** Problem description **
Translate this sentence from the VMware forum post below into Spanish: "At the same time as the hosts were seeing disconnects we had other machines using the same iSCSI targets without any errors at all, so it is all a bit odd."

** Passage to read **
▼▼▼

Re: [OpenIndiana-discuss] VMware

2013-08-11 Thread James Relph
Hi Ed, Chip,

Thanks for the responses, it was basically to see whether people had been 
having any compatibility issues with Oi as backend storage.  We've seen 
datastore disconnects in the ESXi hosts over both iSCSI and NFS, and it seemed 
odd that there'd be the same problems across both protocols.  Didn't really 
show up in testing and I've seen other people  running this kind of setup 
without issue, so it was really a question to see if there were any other 
people seeing the same thing.  At the same time as the hosts were seeing 
disconnects we had other machines using the same iSCSI targets without any 
errors at all, so it is all a bit odd.

▲▲▲

** Dataset records **
▼▼▼

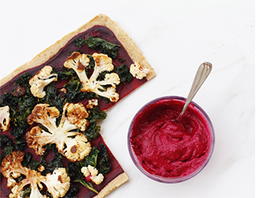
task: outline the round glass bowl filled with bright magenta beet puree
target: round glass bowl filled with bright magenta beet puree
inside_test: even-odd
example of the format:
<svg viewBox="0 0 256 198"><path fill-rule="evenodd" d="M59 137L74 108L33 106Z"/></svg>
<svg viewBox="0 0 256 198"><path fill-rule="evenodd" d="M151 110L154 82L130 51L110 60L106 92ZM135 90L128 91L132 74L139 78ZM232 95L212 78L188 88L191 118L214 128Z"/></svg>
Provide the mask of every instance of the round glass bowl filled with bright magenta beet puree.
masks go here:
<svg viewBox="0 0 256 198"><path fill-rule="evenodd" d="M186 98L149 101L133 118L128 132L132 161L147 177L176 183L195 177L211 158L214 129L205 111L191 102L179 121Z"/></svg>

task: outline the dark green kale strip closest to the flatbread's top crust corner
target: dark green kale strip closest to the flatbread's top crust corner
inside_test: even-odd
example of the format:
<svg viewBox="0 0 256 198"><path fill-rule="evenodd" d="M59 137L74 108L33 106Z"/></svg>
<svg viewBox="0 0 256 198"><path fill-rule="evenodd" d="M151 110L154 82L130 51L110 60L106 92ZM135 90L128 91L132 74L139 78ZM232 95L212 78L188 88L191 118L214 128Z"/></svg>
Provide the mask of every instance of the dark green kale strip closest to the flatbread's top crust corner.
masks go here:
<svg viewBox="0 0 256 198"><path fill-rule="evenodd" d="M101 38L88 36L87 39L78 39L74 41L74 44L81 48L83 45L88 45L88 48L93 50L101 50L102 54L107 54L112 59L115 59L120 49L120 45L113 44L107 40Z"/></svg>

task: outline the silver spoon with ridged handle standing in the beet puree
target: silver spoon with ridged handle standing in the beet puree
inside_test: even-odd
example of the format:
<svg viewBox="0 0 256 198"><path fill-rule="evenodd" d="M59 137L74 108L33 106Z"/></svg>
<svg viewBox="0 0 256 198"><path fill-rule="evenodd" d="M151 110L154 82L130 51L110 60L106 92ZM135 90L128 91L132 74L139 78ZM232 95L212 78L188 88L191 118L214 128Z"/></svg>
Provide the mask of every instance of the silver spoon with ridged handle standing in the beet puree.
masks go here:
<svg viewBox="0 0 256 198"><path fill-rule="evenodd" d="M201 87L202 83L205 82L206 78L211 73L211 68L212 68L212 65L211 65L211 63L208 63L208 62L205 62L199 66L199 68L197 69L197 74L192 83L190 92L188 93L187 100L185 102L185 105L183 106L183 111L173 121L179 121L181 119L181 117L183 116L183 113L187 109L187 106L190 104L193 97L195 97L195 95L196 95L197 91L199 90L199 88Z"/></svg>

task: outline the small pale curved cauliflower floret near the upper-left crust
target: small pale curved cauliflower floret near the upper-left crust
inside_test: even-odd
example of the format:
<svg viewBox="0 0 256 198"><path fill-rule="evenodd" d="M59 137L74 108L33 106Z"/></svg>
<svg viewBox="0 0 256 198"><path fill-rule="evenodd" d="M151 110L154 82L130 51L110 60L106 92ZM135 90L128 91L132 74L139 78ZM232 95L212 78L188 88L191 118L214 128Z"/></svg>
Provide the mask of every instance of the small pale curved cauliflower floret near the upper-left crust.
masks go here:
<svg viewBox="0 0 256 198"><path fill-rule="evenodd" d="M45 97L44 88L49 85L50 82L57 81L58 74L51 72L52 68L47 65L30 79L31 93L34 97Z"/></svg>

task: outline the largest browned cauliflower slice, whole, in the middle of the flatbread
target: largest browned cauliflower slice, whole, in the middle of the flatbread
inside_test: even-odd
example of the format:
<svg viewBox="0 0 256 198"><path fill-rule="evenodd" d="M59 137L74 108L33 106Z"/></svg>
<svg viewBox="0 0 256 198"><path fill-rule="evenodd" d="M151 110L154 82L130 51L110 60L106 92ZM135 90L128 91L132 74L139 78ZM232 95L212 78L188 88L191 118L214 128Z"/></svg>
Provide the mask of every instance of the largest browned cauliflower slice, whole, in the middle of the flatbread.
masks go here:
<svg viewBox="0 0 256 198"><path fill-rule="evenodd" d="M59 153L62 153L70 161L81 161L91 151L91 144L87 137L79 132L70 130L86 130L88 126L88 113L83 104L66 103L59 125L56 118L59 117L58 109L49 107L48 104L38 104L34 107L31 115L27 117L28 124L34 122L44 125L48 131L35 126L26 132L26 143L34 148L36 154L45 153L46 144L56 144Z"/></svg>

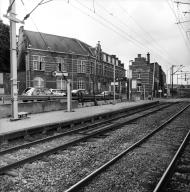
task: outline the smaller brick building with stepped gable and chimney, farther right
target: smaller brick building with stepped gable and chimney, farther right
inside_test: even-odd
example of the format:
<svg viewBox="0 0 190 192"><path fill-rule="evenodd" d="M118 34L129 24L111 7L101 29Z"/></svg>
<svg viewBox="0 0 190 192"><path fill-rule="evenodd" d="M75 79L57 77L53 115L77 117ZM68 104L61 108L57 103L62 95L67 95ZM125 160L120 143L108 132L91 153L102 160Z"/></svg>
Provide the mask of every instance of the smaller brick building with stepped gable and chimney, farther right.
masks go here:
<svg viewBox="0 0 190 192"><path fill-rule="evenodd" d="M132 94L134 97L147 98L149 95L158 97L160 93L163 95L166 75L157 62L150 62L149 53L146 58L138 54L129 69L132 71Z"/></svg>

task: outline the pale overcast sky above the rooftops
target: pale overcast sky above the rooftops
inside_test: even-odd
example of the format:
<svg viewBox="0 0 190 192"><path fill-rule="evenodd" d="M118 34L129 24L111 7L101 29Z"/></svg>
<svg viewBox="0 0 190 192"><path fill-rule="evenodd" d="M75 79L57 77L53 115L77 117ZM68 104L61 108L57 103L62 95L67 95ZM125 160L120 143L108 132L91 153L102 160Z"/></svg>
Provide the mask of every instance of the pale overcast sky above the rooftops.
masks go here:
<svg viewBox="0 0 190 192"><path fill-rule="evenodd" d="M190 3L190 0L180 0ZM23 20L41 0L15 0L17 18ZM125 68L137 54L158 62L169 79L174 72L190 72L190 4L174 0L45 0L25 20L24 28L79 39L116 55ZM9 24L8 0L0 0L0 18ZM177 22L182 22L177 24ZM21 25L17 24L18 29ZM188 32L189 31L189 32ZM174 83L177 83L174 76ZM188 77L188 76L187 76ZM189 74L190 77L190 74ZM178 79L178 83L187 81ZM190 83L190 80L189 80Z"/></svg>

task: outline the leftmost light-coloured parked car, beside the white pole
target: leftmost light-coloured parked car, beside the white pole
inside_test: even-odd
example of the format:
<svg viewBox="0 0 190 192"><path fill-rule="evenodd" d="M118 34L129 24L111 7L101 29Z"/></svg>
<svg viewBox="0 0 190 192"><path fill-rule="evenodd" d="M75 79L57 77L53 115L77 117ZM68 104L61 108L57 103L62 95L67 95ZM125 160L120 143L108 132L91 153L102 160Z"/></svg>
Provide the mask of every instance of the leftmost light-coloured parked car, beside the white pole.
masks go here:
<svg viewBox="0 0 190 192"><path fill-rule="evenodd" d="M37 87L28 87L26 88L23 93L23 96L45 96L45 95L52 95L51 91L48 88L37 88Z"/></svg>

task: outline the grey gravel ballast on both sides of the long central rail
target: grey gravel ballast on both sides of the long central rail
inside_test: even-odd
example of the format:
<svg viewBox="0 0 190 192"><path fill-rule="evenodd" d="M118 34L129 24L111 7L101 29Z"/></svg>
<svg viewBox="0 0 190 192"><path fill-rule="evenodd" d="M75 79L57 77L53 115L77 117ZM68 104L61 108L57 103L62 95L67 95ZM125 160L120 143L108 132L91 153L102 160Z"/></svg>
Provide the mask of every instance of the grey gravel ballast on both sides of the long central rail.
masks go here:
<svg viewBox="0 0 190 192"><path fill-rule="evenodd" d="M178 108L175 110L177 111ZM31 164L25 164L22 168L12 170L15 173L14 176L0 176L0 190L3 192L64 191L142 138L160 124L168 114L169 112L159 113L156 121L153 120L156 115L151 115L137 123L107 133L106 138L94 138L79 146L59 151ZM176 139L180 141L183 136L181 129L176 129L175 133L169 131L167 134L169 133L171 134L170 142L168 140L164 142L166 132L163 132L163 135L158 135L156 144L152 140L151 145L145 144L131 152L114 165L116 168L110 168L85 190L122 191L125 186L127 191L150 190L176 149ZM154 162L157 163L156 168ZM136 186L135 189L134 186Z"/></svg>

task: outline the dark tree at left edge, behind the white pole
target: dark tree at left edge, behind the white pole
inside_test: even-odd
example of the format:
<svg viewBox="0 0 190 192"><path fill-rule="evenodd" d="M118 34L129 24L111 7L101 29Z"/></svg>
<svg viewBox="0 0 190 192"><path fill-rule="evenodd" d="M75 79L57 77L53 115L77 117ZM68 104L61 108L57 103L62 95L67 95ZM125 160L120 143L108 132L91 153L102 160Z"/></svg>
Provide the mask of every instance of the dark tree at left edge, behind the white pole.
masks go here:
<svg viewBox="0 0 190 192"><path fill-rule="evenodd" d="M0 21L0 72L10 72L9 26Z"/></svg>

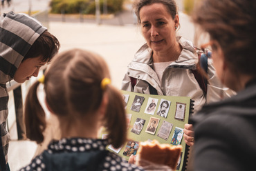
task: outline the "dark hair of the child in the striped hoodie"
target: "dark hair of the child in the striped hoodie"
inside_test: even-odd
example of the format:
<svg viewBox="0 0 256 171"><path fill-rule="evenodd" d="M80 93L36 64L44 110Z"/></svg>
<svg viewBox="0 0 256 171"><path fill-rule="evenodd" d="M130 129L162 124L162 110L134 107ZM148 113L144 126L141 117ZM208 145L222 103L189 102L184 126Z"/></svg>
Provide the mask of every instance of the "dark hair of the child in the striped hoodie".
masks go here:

▲▲▲

** Reply to the exercise **
Al mismo tiempo que los hosts sufrían desconexiones, teníamos otras máquinas que usaban los mismos destinos iSCSI sin ningún error, así que todo resulta un poco extraño.